* What you will do: Output nothing but the lines from the line with "Final review — confirm that every man standing" through the end of the listing below, both ends included.

— begin Data lines —

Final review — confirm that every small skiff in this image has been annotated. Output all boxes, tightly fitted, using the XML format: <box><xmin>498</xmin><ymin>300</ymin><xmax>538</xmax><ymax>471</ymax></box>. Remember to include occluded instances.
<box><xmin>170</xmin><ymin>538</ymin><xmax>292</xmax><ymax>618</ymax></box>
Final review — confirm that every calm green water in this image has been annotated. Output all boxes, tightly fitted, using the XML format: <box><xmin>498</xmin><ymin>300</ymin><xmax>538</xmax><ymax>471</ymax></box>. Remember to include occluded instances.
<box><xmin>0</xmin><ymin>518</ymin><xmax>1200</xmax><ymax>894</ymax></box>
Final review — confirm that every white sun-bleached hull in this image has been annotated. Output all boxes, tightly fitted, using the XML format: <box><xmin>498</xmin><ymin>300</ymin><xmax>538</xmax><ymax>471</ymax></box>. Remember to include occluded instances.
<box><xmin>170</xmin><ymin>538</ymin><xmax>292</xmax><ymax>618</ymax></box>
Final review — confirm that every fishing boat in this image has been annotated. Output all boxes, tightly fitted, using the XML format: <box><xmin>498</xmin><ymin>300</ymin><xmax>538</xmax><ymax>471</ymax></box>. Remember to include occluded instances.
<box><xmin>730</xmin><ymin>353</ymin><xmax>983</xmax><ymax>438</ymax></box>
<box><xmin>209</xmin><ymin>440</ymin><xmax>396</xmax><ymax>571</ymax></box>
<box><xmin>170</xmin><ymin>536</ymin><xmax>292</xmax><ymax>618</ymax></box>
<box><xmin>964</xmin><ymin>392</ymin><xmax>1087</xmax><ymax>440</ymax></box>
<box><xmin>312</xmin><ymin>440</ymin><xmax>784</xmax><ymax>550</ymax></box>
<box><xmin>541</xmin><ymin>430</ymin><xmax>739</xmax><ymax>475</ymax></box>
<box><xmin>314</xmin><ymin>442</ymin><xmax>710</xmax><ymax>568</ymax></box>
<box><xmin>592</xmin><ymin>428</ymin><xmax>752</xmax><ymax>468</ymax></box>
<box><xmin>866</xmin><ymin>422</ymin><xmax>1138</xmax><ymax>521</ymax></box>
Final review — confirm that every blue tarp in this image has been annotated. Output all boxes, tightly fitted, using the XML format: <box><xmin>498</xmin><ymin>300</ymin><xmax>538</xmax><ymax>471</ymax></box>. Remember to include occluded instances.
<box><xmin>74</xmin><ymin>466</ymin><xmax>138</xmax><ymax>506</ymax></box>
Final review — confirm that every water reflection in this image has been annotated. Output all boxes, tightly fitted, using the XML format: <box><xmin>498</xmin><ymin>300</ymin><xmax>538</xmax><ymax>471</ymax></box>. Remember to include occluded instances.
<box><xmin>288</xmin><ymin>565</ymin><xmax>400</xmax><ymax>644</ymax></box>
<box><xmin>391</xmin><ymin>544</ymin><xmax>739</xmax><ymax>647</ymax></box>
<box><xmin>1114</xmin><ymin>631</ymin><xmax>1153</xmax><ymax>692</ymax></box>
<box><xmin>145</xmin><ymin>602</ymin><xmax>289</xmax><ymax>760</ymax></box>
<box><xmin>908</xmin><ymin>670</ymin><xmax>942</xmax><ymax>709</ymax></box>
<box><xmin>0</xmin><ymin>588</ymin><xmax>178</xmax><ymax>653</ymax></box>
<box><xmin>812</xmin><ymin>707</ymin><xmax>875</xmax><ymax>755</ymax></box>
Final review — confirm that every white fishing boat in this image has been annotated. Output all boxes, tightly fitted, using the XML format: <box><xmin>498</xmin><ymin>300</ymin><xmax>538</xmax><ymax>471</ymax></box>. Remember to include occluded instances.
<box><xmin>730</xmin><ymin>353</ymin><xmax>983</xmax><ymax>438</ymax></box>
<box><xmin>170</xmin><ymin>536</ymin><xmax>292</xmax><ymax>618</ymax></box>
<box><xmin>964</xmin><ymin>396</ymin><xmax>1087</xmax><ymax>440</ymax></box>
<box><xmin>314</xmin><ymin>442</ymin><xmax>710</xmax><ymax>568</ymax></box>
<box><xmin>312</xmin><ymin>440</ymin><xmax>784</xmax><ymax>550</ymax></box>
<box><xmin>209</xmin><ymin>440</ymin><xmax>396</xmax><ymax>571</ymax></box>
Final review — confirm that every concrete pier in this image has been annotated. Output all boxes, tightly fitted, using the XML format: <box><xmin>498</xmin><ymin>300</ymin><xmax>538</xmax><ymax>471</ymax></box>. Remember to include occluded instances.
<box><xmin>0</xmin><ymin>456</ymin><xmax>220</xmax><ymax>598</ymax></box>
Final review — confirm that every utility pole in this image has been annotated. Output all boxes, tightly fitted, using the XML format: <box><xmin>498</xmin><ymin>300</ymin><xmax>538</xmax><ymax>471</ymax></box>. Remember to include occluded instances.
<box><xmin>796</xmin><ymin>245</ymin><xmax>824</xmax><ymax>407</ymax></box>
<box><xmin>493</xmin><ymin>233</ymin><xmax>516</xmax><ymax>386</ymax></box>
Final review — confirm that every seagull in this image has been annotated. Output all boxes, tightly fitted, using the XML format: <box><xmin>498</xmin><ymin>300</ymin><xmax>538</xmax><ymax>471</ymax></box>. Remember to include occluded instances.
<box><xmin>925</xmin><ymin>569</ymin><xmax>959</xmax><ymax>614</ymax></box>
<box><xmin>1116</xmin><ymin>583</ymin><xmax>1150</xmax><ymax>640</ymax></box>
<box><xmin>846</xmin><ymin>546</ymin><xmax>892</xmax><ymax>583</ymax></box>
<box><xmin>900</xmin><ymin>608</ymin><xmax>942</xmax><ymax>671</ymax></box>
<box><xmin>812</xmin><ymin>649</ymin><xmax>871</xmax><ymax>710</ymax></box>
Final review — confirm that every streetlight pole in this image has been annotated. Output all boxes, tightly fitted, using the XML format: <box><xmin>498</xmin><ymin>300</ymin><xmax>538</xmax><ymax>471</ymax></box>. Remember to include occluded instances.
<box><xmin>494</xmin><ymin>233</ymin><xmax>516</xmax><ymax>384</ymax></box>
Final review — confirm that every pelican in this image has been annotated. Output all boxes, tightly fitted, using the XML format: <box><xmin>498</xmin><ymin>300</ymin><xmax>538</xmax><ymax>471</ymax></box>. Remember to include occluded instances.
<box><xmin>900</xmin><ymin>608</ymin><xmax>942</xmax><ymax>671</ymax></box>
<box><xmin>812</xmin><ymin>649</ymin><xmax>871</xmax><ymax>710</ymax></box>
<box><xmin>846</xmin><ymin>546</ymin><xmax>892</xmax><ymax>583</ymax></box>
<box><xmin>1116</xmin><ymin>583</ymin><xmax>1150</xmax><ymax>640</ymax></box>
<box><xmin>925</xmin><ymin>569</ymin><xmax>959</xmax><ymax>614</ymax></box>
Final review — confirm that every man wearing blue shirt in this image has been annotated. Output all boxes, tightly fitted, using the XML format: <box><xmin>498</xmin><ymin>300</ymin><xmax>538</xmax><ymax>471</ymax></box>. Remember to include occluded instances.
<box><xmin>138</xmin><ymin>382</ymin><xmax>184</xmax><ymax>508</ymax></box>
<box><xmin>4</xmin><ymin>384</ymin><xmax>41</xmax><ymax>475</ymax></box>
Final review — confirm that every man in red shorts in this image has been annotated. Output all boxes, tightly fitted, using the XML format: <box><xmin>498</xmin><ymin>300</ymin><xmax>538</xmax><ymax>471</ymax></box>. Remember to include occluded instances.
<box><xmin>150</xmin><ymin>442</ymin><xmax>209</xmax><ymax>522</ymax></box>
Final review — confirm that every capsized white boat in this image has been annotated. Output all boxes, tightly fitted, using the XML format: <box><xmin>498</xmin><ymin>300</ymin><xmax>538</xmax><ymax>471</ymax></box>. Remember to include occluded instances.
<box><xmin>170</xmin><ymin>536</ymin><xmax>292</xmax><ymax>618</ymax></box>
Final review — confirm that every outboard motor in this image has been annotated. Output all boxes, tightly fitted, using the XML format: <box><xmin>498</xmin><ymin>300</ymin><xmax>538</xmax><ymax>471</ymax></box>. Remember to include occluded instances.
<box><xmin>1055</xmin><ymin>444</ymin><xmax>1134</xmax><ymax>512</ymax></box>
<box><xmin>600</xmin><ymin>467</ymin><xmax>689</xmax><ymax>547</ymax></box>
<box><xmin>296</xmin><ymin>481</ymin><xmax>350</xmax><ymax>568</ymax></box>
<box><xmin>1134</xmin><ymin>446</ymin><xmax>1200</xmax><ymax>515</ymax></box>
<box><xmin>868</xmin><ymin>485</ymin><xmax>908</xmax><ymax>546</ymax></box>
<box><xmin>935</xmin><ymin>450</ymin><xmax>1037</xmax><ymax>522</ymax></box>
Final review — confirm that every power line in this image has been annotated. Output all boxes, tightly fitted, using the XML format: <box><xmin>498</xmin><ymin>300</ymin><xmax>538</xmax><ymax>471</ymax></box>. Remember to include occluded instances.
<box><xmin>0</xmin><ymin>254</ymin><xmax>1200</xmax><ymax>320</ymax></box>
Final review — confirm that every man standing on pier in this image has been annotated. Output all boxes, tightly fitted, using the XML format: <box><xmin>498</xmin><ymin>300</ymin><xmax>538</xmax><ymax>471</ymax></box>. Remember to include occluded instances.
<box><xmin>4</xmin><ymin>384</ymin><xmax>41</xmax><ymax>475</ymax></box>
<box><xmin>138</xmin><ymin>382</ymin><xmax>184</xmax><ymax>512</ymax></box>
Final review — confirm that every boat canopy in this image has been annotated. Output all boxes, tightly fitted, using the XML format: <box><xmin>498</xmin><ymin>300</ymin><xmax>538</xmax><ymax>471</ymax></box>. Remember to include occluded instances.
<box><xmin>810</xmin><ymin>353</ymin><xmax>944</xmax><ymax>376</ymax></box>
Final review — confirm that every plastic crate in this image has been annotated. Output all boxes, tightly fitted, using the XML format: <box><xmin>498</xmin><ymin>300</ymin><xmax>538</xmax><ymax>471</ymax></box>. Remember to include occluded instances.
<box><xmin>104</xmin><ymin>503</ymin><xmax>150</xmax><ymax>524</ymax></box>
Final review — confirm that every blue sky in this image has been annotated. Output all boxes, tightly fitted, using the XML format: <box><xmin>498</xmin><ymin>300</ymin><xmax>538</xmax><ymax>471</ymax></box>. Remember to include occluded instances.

— end Data lines —

* Exercise response:
Final review — confirm that every man standing on pier in this image has been annotated. Output all boxes, tightly fitted, using the XML format: <box><xmin>498</xmin><ymin>300</ymin><xmax>538</xmax><ymax>471</ymax></box>. Remember to include occluded instances.
<box><xmin>4</xmin><ymin>384</ymin><xmax>41</xmax><ymax>475</ymax></box>
<box><xmin>138</xmin><ymin>382</ymin><xmax>184</xmax><ymax>512</ymax></box>
Final review — confirm that every boat canopy in this image has been annotated. Output all boxes, tightly fitted, using the XML format: <box><xmin>498</xmin><ymin>300</ymin><xmax>538</xmax><ymax>471</ymax></box>. Remember to include occluded instances.
<box><xmin>810</xmin><ymin>353</ymin><xmax>944</xmax><ymax>376</ymax></box>
Final review — confirm that every plastic crate in this image has been annotated. Output all boxes, tightly fitted, using the XML format: <box><xmin>498</xmin><ymin>300</ymin><xmax>538</xmax><ymax>471</ymax></box>. Remember to include occluded instances.
<box><xmin>104</xmin><ymin>503</ymin><xmax>150</xmax><ymax>524</ymax></box>
Final review — confirm that every blue sky in this image has been annotated. Output all boxes, tightly fitted, using the XML format: <box><xmin>498</xmin><ymin>300</ymin><xmax>538</xmax><ymax>471</ymax></box>. Remember to include occluded instances.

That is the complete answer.